**DIRECTIONS FOR THIS TASK**:
Identify, in the records below, every line where the string "pink" appears, and copy each such line.

****

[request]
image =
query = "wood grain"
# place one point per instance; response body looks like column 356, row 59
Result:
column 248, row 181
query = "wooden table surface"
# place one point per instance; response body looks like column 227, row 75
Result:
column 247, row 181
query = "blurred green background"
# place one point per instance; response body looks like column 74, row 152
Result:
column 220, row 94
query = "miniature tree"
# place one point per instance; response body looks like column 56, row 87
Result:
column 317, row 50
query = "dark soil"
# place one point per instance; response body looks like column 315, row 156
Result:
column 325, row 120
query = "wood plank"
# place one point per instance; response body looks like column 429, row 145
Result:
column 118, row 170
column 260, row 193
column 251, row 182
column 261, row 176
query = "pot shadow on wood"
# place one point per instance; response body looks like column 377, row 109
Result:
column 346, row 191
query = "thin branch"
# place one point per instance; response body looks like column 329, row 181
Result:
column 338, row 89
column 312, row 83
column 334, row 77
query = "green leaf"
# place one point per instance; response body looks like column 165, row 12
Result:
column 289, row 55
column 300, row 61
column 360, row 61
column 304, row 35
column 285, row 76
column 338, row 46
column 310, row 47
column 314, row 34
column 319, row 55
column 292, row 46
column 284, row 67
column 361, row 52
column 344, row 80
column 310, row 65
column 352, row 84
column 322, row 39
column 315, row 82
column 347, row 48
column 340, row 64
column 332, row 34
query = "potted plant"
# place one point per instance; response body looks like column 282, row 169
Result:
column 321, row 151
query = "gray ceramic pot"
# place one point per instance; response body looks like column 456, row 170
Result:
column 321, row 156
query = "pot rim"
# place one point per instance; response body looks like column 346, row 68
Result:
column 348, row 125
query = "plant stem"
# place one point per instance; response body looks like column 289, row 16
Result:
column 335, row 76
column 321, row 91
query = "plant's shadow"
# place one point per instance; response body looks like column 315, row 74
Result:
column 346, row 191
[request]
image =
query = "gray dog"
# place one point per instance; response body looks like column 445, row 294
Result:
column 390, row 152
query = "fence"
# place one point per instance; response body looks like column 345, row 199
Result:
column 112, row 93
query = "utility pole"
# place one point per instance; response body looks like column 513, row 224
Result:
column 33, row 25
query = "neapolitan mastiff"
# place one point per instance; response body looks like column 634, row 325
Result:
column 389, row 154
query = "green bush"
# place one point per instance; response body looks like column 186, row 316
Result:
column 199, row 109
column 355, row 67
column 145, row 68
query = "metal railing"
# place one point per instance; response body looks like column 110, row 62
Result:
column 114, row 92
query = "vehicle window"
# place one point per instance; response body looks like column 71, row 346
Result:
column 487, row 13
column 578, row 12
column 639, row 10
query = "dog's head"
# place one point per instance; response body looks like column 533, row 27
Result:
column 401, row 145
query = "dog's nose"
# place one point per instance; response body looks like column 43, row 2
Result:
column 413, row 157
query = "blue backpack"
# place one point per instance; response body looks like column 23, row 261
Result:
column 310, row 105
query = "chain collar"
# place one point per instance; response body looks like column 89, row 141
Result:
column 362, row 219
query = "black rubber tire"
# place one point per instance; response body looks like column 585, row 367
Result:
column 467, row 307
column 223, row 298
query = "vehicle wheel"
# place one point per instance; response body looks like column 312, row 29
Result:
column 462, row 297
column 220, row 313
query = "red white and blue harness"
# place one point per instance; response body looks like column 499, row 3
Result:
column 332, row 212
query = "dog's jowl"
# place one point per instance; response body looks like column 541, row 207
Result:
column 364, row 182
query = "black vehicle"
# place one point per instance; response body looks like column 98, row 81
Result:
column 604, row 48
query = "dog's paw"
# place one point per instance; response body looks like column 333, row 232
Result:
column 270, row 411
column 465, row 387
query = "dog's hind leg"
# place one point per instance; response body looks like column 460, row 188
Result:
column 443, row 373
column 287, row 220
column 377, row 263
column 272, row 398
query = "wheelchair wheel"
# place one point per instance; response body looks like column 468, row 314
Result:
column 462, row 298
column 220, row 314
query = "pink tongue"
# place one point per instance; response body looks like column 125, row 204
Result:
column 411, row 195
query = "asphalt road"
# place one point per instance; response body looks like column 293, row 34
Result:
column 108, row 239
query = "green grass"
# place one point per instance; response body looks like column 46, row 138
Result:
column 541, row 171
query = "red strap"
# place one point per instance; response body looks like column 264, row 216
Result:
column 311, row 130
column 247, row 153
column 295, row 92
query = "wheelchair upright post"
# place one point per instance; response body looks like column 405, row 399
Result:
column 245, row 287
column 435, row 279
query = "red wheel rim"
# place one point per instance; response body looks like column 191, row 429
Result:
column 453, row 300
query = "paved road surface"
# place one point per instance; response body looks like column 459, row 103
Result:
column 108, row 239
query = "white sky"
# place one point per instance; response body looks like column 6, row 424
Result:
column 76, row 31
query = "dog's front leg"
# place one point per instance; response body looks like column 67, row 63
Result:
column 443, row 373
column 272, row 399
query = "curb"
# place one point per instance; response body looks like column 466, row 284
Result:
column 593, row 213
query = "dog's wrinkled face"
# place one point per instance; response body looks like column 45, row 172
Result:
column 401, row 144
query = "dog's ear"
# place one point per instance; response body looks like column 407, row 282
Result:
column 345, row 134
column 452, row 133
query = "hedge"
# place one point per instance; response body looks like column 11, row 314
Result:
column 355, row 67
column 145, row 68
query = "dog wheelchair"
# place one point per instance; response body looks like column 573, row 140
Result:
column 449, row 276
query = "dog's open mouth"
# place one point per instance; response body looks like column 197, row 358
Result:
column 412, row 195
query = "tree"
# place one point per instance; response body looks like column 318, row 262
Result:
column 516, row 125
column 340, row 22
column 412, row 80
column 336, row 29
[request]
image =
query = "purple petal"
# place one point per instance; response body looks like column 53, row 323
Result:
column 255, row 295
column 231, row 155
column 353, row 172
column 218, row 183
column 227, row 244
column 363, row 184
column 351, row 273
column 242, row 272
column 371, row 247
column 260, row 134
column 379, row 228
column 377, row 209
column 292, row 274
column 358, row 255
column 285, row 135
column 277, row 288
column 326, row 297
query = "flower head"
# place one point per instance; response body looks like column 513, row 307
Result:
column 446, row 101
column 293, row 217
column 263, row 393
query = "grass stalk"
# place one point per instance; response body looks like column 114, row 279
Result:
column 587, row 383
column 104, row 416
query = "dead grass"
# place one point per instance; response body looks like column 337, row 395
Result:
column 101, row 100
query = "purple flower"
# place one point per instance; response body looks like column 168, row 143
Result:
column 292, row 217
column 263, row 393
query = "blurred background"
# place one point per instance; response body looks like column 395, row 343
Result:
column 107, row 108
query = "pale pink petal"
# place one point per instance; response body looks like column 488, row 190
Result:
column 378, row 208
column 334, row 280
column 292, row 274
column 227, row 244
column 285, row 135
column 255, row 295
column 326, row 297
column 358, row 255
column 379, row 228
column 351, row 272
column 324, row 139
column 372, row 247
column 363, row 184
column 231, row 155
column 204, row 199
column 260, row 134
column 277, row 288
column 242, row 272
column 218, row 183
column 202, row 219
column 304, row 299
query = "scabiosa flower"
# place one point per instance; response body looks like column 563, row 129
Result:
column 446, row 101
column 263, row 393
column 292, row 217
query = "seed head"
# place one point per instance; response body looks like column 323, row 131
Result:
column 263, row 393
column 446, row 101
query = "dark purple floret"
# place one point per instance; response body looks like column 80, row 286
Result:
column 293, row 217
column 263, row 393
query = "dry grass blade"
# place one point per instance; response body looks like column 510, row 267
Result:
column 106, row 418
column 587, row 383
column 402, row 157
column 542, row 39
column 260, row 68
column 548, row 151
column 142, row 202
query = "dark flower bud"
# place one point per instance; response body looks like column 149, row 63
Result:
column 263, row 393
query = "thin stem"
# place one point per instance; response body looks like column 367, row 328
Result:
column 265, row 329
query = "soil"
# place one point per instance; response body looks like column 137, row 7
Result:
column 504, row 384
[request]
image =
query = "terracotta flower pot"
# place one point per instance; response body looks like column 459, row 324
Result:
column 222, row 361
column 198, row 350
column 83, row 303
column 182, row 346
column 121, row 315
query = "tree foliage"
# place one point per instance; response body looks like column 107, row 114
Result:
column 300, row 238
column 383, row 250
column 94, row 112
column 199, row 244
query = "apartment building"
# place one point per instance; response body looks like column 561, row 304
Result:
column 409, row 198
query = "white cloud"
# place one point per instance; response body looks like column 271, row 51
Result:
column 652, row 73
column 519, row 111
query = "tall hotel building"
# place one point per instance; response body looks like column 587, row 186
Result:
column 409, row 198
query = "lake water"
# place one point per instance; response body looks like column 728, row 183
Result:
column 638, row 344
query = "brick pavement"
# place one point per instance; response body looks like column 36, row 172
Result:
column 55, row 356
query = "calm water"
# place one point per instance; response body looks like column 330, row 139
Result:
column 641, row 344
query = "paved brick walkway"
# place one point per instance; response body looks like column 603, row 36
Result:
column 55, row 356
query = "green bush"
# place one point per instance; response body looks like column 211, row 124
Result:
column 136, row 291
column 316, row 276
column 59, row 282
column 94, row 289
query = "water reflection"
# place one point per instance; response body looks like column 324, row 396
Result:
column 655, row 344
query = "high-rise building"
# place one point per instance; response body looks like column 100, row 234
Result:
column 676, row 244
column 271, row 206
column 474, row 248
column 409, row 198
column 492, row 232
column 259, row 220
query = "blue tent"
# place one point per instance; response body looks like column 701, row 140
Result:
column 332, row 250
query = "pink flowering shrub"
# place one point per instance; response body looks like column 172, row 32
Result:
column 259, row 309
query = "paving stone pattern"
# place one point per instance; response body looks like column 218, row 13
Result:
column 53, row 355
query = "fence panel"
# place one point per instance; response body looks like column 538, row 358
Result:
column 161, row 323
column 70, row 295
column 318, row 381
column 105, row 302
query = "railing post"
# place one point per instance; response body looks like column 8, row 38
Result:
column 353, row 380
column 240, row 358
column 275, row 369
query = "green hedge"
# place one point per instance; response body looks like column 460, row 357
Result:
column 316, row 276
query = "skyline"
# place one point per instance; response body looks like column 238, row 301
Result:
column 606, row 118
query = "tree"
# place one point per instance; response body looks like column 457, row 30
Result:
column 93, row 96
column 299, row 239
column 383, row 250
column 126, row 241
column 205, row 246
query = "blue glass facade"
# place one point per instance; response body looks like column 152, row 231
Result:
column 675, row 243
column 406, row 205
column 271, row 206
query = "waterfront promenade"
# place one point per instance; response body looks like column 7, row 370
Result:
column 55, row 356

****

**RESULT FOR THIS EXERCISE**:
query = "pink tongue"
query = "pale pink petal"
query = "pink flowering shrub"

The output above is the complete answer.